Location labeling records

[BEGIN]

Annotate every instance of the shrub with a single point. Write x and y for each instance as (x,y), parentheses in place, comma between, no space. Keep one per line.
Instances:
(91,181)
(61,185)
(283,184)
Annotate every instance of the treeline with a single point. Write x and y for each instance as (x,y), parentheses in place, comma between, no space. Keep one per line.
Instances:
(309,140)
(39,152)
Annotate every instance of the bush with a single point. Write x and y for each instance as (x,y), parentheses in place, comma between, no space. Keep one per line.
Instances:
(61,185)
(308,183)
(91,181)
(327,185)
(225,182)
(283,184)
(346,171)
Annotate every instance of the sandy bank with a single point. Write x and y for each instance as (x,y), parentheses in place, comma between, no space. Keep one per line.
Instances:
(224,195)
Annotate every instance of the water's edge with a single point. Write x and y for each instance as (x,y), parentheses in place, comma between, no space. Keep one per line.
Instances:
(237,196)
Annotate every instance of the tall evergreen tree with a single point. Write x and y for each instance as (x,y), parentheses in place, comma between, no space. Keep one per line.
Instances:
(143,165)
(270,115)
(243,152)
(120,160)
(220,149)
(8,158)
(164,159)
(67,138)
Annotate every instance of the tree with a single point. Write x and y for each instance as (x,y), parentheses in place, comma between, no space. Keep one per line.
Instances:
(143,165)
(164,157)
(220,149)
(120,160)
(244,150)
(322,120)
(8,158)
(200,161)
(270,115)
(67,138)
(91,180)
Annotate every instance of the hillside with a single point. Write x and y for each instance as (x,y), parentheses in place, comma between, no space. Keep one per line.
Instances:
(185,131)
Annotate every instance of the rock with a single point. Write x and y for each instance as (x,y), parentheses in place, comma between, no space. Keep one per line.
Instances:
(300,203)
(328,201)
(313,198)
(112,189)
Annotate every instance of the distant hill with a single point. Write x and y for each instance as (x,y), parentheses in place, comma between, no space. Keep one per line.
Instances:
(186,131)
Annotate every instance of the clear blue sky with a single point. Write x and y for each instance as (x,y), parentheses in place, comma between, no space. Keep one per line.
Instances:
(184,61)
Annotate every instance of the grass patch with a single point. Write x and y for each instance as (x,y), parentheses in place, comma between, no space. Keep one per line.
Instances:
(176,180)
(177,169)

[END]

GIVEN PROBLEM:
From the "Annotate every instance of the bush" line to the close of the listing, restate each line word for word.

SOLVED PROBLEM:
Annotate every instance of the bush with a single point. Write x and y for each instance as (x,y), parentheses in place, comma between, no space. Keep one per line.
Instances:
(61,185)
(308,183)
(91,181)
(327,185)
(225,182)
(283,184)
(346,171)
Annotate every instance of the sandy bank with a single point. Write x and y for each instance as (x,y), parentheses in place, comma between, no space. Keep one per line.
Instances:
(224,195)
Annotate every instance of the water's edge with a single point. Write x and y for each instance as (x,y), parentheses in place, comma between, no space. Keep one per line.
Instances:
(237,196)
Annotate every instance of the tall evergreen tree with a single point. Write x and y for each instance as (x,y), parentheses in place, comma between, no space. Keep one per line.
Instances:
(143,165)
(270,115)
(243,152)
(120,160)
(220,149)
(8,158)
(164,159)
(67,138)
Annotate every instance of the tree with a single point. Write x and y for each instance as (x,y), parentheses in place, comma between, no space. Keep one per line.
Instances:
(143,165)
(164,157)
(220,149)
(120,160)
(244,150)
(322,120)
(8,158)
(200,161)
(270,115)
(67,138)
(91,180)
Annotate every instance of the hillside with a single point. Write x and y for each instance as (x,y), parentheses in place, comma between, no space. Keep one per line.
Instances:
(185,131)
Annotate every instance of the rock with a single point. Write x and y for each instance as (x,y), parentheses in place, comma between, no space. Keep one per line.
Instances:
(300,203)
(328,201)
(313,198)
(112,189)
Annotate every instance of the distant hill with a single point. Write x and y for each instance as (x,y), parentheses in place, comma between, no space. Keep one per line.
Instances:
(186,131)
Annotate every instance of the clear blue sky with a single point. Write x and y for each instance as (x,y), parentheses in place, comma between, no space. Keep one per line.
Instances:
(184,61)
Annotate every instance of the grass patch with a single point. Write x and y for each instance as (x,y), parentheses in place, comma between, no space. Keep one per line.
Instances:
(176,180)
(177,169)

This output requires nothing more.